- _Work required_:
What do the lines say from the one containing "For every instance of the twig" to the end of the records? Restate them word for word, and only those.

(Stored data entries)
• • • •

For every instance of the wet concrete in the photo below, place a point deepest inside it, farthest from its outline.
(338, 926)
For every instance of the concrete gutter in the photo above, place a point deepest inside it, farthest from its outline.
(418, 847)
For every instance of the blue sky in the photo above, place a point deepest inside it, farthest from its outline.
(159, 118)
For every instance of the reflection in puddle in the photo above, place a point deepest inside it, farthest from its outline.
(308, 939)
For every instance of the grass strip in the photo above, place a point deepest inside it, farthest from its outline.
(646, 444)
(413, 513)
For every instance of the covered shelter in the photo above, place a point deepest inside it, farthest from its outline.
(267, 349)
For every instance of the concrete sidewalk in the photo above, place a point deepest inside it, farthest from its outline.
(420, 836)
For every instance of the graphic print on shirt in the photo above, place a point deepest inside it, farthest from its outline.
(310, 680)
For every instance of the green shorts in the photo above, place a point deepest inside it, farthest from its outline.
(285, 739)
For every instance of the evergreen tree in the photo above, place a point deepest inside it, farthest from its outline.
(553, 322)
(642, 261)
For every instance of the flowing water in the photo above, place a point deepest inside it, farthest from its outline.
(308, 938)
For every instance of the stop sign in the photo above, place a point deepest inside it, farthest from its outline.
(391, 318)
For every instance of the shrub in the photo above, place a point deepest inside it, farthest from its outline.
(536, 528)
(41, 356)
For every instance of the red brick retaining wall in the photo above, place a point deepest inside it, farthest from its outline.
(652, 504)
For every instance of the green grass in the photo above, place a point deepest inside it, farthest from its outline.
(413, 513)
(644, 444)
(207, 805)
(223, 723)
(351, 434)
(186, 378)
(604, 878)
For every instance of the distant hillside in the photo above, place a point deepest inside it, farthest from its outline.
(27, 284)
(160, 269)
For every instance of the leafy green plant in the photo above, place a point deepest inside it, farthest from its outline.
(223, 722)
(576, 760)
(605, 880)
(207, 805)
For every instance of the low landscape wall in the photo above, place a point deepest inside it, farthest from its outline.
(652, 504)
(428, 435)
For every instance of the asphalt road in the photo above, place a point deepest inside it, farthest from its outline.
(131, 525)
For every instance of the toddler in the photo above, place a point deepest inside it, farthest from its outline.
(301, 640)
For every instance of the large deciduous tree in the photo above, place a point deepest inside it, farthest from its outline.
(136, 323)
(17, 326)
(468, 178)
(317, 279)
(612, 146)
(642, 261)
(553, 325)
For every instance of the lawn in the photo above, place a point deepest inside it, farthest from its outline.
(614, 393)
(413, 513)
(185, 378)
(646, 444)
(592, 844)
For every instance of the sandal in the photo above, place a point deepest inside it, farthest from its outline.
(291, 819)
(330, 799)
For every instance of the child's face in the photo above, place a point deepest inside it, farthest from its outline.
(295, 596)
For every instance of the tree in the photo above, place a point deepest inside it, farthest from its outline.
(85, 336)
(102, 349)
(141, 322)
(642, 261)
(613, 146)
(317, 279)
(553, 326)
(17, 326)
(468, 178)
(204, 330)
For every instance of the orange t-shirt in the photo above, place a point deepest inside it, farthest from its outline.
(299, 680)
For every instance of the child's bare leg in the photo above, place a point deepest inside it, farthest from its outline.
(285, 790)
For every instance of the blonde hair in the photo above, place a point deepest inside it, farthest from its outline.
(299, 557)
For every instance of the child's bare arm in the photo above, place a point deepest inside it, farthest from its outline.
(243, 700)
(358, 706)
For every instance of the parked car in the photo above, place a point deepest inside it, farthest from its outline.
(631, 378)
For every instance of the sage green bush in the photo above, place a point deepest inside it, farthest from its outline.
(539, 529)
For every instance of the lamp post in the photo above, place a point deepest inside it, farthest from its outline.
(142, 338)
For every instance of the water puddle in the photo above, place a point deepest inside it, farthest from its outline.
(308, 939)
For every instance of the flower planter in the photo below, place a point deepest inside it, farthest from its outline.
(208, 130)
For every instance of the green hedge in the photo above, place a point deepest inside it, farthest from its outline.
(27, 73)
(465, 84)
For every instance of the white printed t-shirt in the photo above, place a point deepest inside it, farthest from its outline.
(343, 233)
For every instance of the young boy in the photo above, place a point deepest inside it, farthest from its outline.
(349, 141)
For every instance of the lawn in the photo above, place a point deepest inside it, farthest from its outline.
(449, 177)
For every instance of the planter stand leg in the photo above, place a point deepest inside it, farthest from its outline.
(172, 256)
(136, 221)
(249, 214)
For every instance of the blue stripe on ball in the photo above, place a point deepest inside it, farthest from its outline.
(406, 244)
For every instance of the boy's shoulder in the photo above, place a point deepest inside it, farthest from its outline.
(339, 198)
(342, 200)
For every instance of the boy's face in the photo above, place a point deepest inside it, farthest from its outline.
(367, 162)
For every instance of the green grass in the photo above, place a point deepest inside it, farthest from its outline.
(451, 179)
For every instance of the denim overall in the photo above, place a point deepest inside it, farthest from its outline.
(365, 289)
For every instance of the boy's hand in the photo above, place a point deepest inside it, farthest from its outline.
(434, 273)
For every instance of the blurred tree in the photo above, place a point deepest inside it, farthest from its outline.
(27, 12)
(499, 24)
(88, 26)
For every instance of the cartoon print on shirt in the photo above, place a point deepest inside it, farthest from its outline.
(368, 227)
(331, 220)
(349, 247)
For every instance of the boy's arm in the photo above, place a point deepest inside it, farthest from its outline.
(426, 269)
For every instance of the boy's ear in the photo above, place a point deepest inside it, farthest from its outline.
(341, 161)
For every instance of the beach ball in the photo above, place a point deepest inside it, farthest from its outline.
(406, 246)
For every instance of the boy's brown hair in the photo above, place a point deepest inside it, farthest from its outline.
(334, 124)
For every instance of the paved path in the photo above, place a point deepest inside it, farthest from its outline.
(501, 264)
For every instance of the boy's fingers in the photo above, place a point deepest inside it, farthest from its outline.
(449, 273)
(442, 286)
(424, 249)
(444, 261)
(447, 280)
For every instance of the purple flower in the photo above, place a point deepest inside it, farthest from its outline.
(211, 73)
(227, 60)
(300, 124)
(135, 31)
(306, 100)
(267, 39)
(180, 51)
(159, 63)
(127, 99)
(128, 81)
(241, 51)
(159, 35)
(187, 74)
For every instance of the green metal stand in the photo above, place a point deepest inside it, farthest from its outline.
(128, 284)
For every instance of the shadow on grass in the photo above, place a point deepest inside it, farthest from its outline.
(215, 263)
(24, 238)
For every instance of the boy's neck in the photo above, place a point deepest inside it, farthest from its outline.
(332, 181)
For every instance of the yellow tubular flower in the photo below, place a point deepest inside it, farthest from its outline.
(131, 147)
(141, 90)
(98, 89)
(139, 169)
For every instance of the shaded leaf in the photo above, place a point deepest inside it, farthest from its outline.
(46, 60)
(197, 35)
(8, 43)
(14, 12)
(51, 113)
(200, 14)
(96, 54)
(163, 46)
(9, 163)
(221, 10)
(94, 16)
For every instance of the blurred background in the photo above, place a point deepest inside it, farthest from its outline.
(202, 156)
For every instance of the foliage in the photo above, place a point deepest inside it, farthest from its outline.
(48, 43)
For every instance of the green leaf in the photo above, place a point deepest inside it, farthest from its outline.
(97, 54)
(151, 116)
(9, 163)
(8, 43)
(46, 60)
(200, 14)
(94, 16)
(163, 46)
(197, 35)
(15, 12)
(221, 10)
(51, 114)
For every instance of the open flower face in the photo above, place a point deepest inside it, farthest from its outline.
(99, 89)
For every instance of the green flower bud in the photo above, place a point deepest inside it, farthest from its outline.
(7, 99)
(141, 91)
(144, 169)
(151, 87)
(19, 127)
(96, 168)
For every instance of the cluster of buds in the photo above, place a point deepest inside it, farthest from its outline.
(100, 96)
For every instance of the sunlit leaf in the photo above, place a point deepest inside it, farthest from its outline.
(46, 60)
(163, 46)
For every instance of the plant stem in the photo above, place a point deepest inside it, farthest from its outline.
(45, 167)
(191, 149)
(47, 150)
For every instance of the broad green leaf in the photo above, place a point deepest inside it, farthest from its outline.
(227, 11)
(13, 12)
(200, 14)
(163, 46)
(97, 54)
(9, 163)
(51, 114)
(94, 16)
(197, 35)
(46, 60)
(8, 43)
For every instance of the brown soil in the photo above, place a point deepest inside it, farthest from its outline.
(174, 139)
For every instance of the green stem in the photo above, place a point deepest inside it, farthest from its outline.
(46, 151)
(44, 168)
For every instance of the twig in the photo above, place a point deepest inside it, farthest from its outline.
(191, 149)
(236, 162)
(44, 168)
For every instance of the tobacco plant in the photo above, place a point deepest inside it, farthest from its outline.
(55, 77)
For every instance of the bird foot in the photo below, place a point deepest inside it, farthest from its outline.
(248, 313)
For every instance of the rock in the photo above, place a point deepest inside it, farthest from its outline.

• • • •

- _Exercise solution_:
For every instance of the twig in the photo above, place a point deepest inside it, farthest from its outline.
(191, 149)
(236, 162)
(44, 168)
For every instance of the tobacco plant in the photo above, place a point deepest inside it, farthest from its outline.
(55, 77)
For every instance of the bird foot in the photo below, place a point deepest inside it, farthest from its outline.
(248, 313)
For every instance of the rock in the photo above, place a point deepest inside it, farthest from its outline.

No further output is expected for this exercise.